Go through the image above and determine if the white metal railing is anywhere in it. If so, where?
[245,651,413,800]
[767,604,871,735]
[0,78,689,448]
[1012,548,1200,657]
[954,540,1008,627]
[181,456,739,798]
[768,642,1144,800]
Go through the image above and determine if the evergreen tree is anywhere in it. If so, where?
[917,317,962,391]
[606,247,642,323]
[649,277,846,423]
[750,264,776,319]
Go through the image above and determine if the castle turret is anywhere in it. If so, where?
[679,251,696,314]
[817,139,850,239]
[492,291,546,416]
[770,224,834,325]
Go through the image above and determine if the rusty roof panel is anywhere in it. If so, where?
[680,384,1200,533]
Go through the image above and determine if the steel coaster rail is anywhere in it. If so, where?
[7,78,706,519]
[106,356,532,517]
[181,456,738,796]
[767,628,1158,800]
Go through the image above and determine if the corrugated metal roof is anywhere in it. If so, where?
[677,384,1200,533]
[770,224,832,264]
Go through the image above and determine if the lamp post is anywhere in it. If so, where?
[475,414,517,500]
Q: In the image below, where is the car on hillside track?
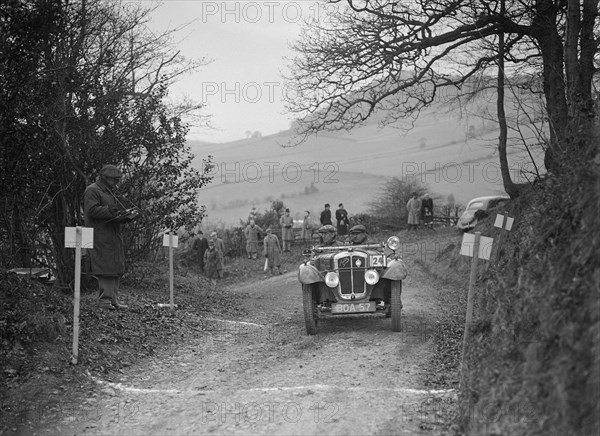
|---|
# DESCRIPTION OF THE TASK
Reproduce all of the items above word for word, leaving out any pictures.

# EXERCISE OUTPUT
Go through the image above and determine if the white metal railing is anywhere in it. If so, where?
[245,651,413,800]
[767,604,871,735]
[0,78,689,448]
[1012,548,1200,657]
[954,540,1008,627]
[181,456,739,798]
[768,642,1144,800]
Go through the image above and determine if the evergreen tree is anywhere in it. If so, where?
[917,317,962,391]
[606,247,642,323]
[649,277,846,423]
[750,264,776,319]
Go through the image above and determine if the castle turret is anywhere in it. If so, where?
[679,251,696,314]
[817,139,850,239]
[492,291,546,416]
[770,224,834,325]
Go through the image above and determine if the rusty roof panel is anywhere in it. If so, where?
[680,384,1200,533]
Go through the image above and determine if the steel coaster rail is anywhere in it. If so, where?
[7,78,706,519]
[106,356,532,517]
[181,456,738,796]
[767,628,1158,800]
Go through the image above and determine if the corrugated metal roof is anywhere in it. If so, where?
[677,384,1200,533]
[770,224,832,264]
Go through the image above and determine if the lamp post is anywhere in it. If so, where?
[475,414,517,500]
Q: In the image below, where is the car on hillside track?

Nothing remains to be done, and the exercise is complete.